It is paradoxical and ironic that peer review, a process at the heart of science, is based on faith not evidence.
There is evidence on peer review, but few scientists and scientific editors seem to know of it – and what it shows is that the process has little if any benefit and lots of flaws.
Peer review is supposed to be the quality assurance system for science, weeding out the scientifically unreliable and reassuring readers of journals that they can trust what they are reading. In reality, however, it is ineffective, largely a lottery, anti-innovatory, slow, expensive, wasteful of scientific time, inefficient, easily abused, prone to bias, unable to detect fraud and irrelevant.
As Drummond Rennie, the founder of the annual International Congress on Peer Review and Biomedical Publication, says, “If peer review was a drug it would never be allowed onto the market.”
Cochrane reviews, which gather systematically all available evidence, are the highest form of scientific evidence. A 2007 Cochrane review of peer review for journals concludes: “At present, little empirical evidence is available to support the use of editorial peer review as a mechanism to ensure quality of biomedical research.”
We can see before our eyes that peer review doesn’t work because most of what is published in scientific journals is plain wrong. The most cited paper in Plos Medicine, which was written by Stanford University’s John Ioannidis, shows that most published research findings are false. Studies by Ioannidis and others find that studies published in “top journals” are the most likely to be inaccurate. This is initially surprising, but it is to be expected as the “top journals” select studies that are new and sexy rather than reliable. A series published in The Lancet in 2014 has shown that 85 per cent of medical research is wasted because of poor methods, bias and poor quality control. A study in Nature showed that more than 85 per cent of preclinical studies could not be replicated, the acid test in science.
I used to be the editor of the BMJ, and we conducted our own research into peer review. In one study we inserted eight errors into a 600 word paper and sent it 300 reviewers. None of them spotted more than five errors, and a fifth didn’t detect any. The median number spotted was two. These studies have been repeated many times with the same result. Other studies have shown that if reviewers are asked whether a study should be published there is little more agreement than would be expected by chance.
Peer review is anti-innovatory because it is a process that depends on approval by exponents of the current orthodoxy. Bruce Glick, Hans Krebs and the team of Solomon Berson and Rosalyn Yalow all had hugely important work – including Nobel prizewinning research – rejected by journals.
Many journals take months and even years to publish and the process wastes researchers’ time. As for the cost, the Research Information Network estimated the global cost of peer review at £1.9 billion in 2008.

Natural-language object grounding data:
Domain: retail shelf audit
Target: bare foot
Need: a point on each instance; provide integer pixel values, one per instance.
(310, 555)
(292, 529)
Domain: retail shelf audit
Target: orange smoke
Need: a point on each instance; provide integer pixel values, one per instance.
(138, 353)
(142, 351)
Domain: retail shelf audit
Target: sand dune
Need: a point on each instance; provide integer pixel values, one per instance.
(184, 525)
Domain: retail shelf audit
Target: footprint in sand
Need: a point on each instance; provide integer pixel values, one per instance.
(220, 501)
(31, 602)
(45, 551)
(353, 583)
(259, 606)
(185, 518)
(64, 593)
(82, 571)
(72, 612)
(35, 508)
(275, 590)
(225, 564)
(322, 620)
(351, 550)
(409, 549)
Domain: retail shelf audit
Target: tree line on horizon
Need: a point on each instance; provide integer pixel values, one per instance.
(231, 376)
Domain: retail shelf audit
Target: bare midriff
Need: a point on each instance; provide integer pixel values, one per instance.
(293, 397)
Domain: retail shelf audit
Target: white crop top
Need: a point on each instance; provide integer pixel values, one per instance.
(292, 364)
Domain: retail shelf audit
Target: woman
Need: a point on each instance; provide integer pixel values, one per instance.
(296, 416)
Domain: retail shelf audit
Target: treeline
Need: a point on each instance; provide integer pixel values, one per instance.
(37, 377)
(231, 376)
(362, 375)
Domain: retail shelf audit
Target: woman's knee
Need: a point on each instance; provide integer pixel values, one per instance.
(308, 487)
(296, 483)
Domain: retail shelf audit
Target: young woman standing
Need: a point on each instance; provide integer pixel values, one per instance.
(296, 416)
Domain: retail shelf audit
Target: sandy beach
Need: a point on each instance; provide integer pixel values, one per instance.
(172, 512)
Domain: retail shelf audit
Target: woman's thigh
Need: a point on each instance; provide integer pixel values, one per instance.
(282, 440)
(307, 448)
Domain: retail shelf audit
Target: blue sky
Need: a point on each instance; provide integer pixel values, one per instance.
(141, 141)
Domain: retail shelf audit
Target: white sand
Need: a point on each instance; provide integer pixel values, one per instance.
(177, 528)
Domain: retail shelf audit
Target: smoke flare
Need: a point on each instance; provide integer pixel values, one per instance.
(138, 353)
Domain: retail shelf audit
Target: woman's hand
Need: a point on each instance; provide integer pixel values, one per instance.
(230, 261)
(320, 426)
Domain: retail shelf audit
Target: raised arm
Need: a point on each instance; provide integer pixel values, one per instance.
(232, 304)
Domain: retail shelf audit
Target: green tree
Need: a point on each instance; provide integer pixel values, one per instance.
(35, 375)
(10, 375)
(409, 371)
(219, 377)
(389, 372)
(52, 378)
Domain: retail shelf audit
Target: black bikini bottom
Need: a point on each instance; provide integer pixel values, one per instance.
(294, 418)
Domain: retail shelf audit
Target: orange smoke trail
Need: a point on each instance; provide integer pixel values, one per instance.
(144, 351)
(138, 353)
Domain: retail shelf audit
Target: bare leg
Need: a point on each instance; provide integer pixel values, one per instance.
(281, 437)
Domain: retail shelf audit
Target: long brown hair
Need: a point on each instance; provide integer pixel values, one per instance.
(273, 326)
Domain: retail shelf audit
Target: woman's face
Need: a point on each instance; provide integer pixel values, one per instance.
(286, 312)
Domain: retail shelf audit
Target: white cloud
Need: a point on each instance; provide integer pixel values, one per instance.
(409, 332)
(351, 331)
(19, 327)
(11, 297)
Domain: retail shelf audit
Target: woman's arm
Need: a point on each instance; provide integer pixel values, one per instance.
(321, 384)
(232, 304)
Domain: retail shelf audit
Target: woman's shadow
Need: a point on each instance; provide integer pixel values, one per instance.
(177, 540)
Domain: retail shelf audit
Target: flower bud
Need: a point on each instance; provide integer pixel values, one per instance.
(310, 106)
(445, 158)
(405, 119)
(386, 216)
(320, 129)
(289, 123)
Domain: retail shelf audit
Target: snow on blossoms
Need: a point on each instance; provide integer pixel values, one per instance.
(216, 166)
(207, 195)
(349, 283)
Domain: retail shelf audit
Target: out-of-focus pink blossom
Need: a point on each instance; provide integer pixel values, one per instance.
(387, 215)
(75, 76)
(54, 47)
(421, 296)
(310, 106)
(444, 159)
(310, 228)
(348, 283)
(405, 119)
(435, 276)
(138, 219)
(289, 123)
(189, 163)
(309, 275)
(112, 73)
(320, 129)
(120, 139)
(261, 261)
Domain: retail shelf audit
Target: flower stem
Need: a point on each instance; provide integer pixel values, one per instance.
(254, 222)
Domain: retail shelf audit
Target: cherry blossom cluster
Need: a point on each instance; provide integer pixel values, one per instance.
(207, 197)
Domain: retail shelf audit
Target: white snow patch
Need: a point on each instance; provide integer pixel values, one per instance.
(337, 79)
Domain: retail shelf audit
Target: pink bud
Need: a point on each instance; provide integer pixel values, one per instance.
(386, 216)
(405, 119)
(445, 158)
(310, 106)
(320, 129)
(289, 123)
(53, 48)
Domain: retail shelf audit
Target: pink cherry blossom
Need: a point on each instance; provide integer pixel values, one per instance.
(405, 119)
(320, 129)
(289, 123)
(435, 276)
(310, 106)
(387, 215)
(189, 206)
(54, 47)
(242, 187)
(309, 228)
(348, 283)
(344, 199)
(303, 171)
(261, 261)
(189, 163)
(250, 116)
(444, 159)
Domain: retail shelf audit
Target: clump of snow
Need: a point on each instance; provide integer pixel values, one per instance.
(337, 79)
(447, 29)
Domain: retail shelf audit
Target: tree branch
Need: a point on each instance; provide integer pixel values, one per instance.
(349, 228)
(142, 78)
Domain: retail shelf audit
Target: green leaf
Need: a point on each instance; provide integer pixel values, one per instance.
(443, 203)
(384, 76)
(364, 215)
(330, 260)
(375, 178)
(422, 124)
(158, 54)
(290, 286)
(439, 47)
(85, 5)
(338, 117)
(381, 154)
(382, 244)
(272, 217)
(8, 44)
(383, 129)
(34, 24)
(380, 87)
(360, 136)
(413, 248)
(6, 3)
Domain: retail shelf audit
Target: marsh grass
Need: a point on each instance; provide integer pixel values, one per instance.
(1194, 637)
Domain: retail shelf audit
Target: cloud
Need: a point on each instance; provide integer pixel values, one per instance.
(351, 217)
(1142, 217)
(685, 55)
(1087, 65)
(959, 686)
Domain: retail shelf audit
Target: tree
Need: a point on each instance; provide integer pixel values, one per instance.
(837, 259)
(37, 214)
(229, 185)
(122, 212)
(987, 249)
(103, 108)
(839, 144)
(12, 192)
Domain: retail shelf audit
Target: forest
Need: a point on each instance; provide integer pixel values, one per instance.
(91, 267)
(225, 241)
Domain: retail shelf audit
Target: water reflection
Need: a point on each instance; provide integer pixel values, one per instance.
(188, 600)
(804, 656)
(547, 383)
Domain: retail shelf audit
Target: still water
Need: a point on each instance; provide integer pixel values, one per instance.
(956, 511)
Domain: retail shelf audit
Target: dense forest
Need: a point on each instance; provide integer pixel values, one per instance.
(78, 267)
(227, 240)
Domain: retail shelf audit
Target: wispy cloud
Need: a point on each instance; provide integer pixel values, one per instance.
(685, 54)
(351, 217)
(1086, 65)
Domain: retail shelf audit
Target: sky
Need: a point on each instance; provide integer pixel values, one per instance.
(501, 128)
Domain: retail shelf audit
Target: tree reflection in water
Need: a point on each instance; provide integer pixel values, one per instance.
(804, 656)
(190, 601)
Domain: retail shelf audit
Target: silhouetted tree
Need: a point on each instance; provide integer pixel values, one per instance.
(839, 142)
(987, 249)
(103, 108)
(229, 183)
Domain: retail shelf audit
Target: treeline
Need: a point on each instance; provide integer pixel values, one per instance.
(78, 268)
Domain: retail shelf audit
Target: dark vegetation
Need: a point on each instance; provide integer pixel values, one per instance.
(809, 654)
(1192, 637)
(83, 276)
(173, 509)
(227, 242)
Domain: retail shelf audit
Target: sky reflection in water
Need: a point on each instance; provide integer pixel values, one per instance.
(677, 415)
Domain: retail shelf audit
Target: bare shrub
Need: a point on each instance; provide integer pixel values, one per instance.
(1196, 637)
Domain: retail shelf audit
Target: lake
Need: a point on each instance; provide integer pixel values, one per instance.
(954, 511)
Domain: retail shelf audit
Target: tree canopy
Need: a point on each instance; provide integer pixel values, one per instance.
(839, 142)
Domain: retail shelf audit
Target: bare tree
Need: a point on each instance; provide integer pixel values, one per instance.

EXERCISE A:
Using the peer review passage, answer these:
(i) Who founded the annual International Congress on Peer Review and Biomedical Publication?
(ii) How many errors were inserted into the paper in the BMJ study?
(iii) What global cost of peer review did the Research Information Network estimate for 2008?
EXERCISE B:
Can you write out the peer review passage word for word, starting with "I used to be" and going on through "expected by chance."?
EXERCISE C:
Could you carry the peer review passage further from its final sentence?

EXERCISE ANSWER A:
(i) Drummond Rennie
(ii) Eight
(iii) £1.9 billion

EXERCISE ANSWER B:
I used to be the editor of the BMJ, and we conducted our own research into peer review. In one study we inserted eight errors into a 600 word paper and sent it 300 reviewers. None of them spotted more than five errors, and a fifth didn’t detect any. The median number spotted was two. These studies have been repeated many times with the same result. Other studies have shown that if reviewers are asked whether a study should be published there is little more agreement than would be expected by chance.

EXERCISE ANSWER C:
Peer review is easily abused, and there are many examples of authors reviewing their own papers, stealing papers and ideas under the cloak of anonymity, deliberately rubbishing competitors’ work, and taking a long time to review competitors’ studies. Several studies have shown that peer review is biased against the provincial and those from low- and middle-income countries. Finally, it doesn’t guard against fraud because it works on trust: if a study says that there were 200 patients involved, reviewers and editors assume that there were.
There have been many attempts to improve peer review through training reviewers, blinding them to the identity of authors and opening up the whole process, but none has shown any appreciable improvement.
Perhaps the biggest argument against the peer review of completed studies is that it simply isn’t needed. With the World Wide Web everything can be published, and the world can decide what’s important and what isn’t. This proposition strikes terror into many hearts, but with so much poor-quality science published what do we have to lose?
Yet peer review persists because of vested interests. Absurdly, academic credit is measured by where people publish, holding back scientists from simply posting their studies online rather than publishing in journals. Publishers of science journals, both commercial and society, are making returns of up to 30 per cent and journals employ thousands of people. As John Maynard Keynes observed, it is impossible to convince somebody of the value of an innovation if his or her job depends on maintaining the status quo.
Scrapping peer review may sound radical, but actually by doing so we would be returning to the origins of science. Before journals existed, scientists gathered together, presented their studies and critiqued them. The web allows us to do that on a global scale.
Richard Smith was editor of the BMJ and chief executive of the BMJ Publishing Group from 1991 to 2004.